▶ **SET PROBLEM 1**: Using the Opifex benchmarking documentation, decide whether each statement agrees with it, answering yes or no and quoting the words that settle it: (a) The core types BenchmarkResult, Metric and Run come from calibrax. (b) The ResultsManager orchestrates the end-to-end workflow. (c) Significance testing relies on a chi-squared test.
▶ **SET PROBLEM 2**: Pick up the Opifex benchmarking documentation after its final line and extend it.

:: DOCUMENT PASSAGE ::

Benchmarking System¶

The Opifex framework includes a benchmarking system designed specifically for scientific machine learning applications. This system provides domain-specific evaluation, publication-ready output, and statistical rigor.

Overview¶

The Benchmarking System consists of 8+ specialized components that work together to provide evaluation of scientific machine learning models:

BenchmarkRegistry - Domain-specific configuration management
ValidationFramework - Reference comparison, convergence analysis, and error analysis
ChemicalAccuracyValidator - Chemical accuracy assessment with domain-specific thresholds
ConservationValidator - Physics conservation law validation
AnalysisEngine - Statistical analysis and performance comparison
ResultsManager - JSON persistence and publication output
BenchmarkRunner - End-to-end workflow orchestration
Adapters - Bridge to calibrax Run objects for cross-tool analysis

Core types (BenchmarkResult, Metric, Run) and statistical analysis (StatisticalAnalyzer) are provided by calibrax.

Key Features¶

Domain-Specific Intelligence¶

Physics-aware validation for quantum chemistry, fluid dynamics, and materials science
Chemical accuracy assessment with <1 kcal/mol tolerance for quantum applications
Conservation law validation for energy, momentum, and mass conservation
Domain-specific metrics tailored to scientific computing requirements

Publication-Ready Output¶

LaTeX table generation for academic papers
HTML report generation for web-based sharing
CSV export for data analysis
Publication-quality plots with matplotlib integration
Automated figure generation with comparison visualizations

Statistical Rigor¶

Welch t-test and Mann-Whitney U via calibrax for significance testing
Multi-operator comparison with per-metric rankings
Scaling behavior analysis across different problem sizes
Performance insights with bottleneck detection

Enterprise Reliability¶

Database isolation for reliable benchmarking
Pre-commit compliance with zero errors
Production-ready architecture with modular design

Quick Start¶

Basic Usage¶

from opifex.benchmarking import (
    BenchmarkRegistry, ValidationFramework, AnalysisEngine,
    ResultsManager, BenchmarkRunner
)

# Initialize components
registry = BenchmarkRegistry()
validator = ValidationFramework()
analyzer = AnalysisEngine()
manager = ResultsManager(storage_path="./benchmark_results")

# Create runner with all components
runner = BenchmarkRunner(
    registry=registry,
    validator=validator,
    analyzer=analyzer,
    results_manager=manager,
    output_dir="./benchmark_results",
)

# Run benchmark suite
results = runner.run_comprehensive_benchmark(
    operators=["FNO", "DeepONet"],
)

# Generate publication report
report = runner.generate_publication_report(results)

Domain-Specific Benchmarking¶

from opifex.benchmarking.validators.chemical_accuracy import ChemicalAccuracyValidator
from opifex.benchmarking.validators.conservation import ConservationValidator

# Quantum chemistry — chemical accuracy assessment
chem_validator = ChemicalAccuracyValidator()
assessment = chem_validator.assess(result, domain="quantum_computing")

:::
:: GIVEN ENTRIES ::

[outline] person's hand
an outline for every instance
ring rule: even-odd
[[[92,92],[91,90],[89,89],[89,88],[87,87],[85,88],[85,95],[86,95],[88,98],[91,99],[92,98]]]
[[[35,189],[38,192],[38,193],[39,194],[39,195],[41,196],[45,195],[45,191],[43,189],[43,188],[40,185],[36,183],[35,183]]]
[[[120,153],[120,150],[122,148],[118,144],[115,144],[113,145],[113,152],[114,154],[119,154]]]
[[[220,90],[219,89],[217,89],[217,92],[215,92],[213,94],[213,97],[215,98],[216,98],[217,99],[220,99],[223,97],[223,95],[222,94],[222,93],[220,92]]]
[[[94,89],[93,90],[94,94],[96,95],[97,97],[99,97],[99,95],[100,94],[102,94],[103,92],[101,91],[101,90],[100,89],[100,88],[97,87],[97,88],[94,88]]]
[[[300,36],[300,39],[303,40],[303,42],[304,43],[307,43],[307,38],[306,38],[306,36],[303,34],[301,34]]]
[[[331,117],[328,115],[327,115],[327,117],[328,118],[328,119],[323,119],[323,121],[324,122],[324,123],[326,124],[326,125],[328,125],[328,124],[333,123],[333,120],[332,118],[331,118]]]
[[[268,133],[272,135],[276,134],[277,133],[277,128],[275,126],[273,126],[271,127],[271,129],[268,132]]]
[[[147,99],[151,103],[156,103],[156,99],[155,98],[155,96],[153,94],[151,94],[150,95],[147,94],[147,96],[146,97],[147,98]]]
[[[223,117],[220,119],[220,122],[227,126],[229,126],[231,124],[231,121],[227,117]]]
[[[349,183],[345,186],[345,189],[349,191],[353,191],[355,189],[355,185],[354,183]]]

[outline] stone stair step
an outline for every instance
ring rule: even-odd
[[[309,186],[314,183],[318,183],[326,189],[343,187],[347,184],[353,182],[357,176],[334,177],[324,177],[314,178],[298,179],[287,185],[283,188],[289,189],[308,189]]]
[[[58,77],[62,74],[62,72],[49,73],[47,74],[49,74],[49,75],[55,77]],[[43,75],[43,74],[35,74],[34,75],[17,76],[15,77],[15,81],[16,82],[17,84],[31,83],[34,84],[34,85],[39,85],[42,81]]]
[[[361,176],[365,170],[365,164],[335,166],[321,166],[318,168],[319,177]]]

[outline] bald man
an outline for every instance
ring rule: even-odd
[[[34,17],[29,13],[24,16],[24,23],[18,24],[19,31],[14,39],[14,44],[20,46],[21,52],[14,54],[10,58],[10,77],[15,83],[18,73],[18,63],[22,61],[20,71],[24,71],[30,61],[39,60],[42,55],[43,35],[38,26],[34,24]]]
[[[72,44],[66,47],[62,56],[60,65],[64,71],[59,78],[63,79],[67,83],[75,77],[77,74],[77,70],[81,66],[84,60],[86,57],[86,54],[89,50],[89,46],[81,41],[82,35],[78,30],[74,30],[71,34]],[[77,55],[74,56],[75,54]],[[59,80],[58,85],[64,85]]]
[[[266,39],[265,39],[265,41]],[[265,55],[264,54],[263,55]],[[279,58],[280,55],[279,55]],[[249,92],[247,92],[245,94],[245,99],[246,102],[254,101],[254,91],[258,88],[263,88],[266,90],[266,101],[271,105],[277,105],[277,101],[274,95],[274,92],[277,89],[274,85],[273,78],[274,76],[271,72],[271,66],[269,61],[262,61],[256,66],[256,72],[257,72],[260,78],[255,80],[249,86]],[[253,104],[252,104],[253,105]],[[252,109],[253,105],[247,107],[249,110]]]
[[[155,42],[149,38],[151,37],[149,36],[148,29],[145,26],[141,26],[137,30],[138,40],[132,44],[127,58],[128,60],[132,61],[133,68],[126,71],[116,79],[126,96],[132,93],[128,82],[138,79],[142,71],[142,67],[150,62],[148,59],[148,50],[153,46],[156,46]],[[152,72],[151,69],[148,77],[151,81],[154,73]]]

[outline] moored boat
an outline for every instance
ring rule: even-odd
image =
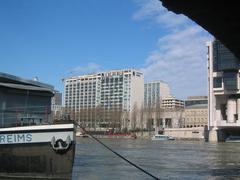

:::

▶ **RESULT 1**:
(a) Yes: "Core types (BenchmarkResult, Metric, Run) and statistical analysis (StatisticalAnalyzer) are provided by calibrax."
(b) No: "ResultsManager - JSON persistence and publication output" and "BenchmarkRunner - End-to-end workflow orchestration"
(c) No: "Welch t-test and Mann-Whitney U via calibrax for significance testing"

▶ **RESULT 2**:
print(f"Passed: {assessment.passed}, Achieved: {assessment.achieved:.4f}")

# Fluid dynamics — conservation law validation
conservation = ConservationValidator(laws=["energy", "momentum"])
report = conservation.validate(y_pred, y_true)
print(f"All conserved: {report.all_conserved}")

Component Details¶

BenchmarkResult (from calibrax)¶

BenchmarkResult is the central data container for all benchmark outputs:

from calibrax.core import BenchmarkResult, Metric

result = BenchmarkResult(
    name="darcy_flow_fno",
    domain="scientific_ml",
    tags={"dataset": "darcy_flow", "operator": "FNO"},
    metrics={
        "mse": Metric(value=0.0012),
        "relative_error": Metric(value=0.034, lower=0.029, upper=0.041),
    },
    metadata={
        "execution_time": 1.23,
        "framework_version": "1.0.0",
    },
)

# Access fields
print(result.metrics["mse"].value)          # 0.0012
print(result.metadata["execution_time"])     # 1.23
print(result.tags["dataset"])                # "darcy_flow"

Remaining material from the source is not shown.